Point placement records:
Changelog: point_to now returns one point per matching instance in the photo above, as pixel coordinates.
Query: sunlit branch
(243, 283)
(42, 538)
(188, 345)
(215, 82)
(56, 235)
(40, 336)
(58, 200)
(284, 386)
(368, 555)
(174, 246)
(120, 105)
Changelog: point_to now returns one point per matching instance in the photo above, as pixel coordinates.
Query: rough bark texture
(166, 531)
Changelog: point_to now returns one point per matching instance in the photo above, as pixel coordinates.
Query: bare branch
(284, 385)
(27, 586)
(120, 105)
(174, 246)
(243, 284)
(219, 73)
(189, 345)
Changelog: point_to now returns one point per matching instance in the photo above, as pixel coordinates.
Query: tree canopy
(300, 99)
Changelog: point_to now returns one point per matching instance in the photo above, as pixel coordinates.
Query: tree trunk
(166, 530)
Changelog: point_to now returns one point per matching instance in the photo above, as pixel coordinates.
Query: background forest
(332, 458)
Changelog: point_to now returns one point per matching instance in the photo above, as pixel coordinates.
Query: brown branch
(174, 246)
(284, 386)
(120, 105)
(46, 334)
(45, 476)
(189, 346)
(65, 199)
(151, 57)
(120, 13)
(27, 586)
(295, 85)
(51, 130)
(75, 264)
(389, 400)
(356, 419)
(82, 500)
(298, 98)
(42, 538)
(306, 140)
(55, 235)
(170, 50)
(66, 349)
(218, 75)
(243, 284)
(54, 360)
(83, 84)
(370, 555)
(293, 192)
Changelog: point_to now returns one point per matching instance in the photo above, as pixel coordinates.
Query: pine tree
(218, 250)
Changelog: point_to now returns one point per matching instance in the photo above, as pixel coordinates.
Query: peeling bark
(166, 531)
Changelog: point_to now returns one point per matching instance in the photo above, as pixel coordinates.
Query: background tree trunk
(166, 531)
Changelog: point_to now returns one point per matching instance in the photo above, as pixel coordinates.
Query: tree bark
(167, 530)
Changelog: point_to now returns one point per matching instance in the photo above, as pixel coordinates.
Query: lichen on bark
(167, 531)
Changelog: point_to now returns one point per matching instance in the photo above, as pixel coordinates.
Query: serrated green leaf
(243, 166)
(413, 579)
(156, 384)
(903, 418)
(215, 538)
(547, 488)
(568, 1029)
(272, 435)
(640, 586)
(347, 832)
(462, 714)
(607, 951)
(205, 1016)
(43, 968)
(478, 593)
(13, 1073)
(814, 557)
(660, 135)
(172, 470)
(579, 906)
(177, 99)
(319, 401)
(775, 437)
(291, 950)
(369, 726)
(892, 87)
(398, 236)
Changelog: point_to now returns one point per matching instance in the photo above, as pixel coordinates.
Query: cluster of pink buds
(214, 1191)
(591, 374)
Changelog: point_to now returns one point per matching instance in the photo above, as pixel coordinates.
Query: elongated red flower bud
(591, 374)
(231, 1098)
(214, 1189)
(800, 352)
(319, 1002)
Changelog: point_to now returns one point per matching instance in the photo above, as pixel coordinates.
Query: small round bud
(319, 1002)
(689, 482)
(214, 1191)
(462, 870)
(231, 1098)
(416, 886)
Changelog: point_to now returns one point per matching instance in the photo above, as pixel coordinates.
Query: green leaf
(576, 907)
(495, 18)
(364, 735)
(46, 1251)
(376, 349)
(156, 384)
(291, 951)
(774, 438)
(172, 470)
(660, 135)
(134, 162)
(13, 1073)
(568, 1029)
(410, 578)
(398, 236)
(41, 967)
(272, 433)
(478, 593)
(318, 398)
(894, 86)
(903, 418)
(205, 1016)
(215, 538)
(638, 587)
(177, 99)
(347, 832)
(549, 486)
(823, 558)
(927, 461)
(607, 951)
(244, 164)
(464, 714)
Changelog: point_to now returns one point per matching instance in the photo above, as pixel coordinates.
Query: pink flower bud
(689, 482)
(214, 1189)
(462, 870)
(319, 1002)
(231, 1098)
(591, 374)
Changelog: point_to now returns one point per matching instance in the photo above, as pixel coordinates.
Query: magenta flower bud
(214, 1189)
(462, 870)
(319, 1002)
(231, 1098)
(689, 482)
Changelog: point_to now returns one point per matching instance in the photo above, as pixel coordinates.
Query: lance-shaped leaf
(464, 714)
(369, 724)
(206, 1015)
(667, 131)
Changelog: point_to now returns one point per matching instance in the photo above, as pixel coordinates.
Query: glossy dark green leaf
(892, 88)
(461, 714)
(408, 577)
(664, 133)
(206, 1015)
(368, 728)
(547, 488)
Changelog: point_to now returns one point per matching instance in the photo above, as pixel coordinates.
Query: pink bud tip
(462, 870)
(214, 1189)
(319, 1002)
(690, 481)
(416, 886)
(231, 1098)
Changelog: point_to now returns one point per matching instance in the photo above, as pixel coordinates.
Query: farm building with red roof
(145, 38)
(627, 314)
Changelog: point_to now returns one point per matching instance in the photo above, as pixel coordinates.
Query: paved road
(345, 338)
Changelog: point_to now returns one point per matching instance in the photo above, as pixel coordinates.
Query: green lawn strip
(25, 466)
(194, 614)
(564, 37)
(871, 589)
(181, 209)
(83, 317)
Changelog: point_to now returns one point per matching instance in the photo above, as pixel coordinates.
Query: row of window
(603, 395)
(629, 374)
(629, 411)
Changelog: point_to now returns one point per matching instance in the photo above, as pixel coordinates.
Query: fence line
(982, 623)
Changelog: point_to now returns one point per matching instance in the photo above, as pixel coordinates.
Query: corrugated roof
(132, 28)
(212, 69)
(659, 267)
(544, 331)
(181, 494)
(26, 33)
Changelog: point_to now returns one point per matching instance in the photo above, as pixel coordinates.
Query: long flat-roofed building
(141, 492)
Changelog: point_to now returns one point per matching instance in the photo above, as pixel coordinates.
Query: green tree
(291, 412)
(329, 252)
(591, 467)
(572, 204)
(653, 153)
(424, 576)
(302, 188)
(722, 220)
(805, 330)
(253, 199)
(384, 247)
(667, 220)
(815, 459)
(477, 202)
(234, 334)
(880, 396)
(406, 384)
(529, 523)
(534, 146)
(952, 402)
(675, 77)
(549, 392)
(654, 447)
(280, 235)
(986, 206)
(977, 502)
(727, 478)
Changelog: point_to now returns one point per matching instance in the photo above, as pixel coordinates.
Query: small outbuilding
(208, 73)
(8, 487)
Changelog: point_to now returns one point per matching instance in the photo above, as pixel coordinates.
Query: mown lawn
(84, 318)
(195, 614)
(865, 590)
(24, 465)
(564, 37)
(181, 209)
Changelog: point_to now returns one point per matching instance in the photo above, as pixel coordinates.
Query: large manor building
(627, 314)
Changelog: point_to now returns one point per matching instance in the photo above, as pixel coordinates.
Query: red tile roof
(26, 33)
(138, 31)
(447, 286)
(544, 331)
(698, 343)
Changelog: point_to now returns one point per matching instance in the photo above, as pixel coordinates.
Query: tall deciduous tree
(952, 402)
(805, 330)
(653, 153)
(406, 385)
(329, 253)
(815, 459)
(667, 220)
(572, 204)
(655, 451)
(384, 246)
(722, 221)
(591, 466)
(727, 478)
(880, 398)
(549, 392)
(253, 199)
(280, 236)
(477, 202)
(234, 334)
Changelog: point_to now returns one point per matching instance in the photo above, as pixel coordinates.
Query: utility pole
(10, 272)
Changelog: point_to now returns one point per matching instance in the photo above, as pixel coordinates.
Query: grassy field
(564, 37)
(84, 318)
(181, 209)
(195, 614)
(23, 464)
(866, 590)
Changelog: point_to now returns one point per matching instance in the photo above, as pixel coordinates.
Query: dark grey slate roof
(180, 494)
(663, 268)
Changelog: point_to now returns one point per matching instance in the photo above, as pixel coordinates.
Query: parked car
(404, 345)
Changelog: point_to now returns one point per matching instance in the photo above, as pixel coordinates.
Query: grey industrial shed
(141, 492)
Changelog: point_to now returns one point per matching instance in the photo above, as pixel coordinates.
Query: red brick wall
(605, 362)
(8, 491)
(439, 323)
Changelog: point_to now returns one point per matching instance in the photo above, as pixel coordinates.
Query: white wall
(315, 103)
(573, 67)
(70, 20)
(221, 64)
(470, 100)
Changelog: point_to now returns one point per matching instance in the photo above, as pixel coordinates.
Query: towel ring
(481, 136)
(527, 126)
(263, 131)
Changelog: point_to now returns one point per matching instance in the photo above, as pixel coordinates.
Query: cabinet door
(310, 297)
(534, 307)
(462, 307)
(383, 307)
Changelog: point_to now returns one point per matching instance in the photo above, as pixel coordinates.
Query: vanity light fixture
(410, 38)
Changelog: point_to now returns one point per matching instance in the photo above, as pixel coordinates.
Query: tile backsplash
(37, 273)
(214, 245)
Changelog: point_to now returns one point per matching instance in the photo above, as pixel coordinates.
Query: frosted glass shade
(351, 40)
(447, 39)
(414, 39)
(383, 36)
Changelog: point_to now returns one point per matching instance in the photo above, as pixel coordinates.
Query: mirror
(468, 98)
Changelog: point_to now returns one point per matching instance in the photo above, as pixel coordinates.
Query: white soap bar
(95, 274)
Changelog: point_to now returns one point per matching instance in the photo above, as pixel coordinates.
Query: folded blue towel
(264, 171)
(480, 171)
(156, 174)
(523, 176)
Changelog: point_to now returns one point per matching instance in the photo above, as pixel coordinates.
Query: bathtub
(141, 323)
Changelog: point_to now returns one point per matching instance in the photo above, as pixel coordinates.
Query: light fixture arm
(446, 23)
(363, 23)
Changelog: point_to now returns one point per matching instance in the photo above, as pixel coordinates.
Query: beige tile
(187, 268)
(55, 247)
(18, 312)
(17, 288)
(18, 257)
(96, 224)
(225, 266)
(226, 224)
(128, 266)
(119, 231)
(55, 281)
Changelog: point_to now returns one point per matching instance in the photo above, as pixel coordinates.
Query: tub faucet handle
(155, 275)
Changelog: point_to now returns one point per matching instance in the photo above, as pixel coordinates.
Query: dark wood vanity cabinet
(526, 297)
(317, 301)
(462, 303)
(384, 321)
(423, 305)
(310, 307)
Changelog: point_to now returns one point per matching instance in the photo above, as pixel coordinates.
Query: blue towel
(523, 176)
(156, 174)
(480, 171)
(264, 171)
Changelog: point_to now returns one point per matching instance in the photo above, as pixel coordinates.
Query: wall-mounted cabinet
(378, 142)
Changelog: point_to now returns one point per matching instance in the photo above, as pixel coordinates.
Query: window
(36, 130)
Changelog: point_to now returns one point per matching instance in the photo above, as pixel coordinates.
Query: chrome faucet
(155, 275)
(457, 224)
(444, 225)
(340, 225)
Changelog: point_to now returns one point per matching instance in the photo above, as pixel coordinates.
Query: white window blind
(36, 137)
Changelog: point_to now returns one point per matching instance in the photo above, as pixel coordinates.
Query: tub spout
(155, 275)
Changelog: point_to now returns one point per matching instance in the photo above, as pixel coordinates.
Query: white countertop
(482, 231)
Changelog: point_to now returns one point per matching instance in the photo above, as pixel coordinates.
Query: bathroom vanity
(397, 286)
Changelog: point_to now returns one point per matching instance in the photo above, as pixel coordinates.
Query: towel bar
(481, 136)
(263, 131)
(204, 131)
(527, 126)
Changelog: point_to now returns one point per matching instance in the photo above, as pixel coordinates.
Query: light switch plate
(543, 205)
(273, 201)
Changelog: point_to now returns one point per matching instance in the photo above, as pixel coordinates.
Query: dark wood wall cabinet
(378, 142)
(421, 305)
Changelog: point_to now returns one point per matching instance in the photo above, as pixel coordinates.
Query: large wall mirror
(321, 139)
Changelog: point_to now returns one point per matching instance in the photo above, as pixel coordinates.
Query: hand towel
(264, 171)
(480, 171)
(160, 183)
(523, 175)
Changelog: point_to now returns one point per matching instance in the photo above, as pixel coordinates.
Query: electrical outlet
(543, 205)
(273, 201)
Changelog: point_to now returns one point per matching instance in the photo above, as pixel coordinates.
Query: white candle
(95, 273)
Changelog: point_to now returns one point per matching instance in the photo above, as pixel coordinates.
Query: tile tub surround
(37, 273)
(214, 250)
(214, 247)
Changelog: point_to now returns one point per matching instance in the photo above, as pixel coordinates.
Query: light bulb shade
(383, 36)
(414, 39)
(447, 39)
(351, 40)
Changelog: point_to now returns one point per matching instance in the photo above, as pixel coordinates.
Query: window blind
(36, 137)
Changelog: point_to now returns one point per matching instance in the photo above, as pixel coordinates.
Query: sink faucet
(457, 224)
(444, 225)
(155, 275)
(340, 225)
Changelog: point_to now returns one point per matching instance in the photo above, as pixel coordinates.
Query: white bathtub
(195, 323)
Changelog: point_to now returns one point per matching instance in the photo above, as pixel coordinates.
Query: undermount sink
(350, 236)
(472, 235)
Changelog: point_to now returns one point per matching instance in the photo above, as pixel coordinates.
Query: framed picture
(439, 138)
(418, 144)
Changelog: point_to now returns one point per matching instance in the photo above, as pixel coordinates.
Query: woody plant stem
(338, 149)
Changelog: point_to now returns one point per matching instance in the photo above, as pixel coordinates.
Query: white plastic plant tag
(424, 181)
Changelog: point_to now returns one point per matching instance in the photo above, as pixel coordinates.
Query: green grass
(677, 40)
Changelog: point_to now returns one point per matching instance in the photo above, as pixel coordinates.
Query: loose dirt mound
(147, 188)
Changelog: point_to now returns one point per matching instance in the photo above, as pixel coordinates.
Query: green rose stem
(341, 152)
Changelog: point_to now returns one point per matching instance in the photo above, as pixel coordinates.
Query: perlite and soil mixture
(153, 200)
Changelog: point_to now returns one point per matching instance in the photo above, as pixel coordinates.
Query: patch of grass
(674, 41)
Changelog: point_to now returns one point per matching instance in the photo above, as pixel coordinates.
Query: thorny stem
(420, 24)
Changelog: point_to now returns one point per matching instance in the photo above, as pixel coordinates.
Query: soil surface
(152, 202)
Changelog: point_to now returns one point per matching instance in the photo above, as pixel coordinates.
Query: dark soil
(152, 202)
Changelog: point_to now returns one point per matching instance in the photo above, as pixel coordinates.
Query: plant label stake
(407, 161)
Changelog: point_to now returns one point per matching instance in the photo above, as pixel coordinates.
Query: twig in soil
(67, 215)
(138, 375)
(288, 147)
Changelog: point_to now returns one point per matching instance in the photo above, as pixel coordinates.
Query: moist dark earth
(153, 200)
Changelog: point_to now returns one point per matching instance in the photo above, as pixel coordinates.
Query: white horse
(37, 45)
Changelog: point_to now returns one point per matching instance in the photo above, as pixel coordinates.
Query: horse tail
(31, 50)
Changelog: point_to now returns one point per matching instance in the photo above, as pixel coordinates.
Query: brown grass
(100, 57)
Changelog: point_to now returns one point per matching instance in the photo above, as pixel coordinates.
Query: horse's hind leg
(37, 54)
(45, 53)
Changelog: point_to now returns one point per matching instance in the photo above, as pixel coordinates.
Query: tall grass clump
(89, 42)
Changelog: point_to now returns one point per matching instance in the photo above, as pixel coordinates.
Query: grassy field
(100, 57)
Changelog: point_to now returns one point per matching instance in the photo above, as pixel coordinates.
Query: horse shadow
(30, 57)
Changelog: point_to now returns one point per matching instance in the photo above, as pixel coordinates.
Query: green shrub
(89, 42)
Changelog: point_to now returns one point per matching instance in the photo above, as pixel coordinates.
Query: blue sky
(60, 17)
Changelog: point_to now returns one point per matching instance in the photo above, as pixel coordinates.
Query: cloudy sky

- AIM -
State how many lines of the records above contain the string "flower", with case counting. Reply with the number alone.

- WRITTEN RESPONSE -
3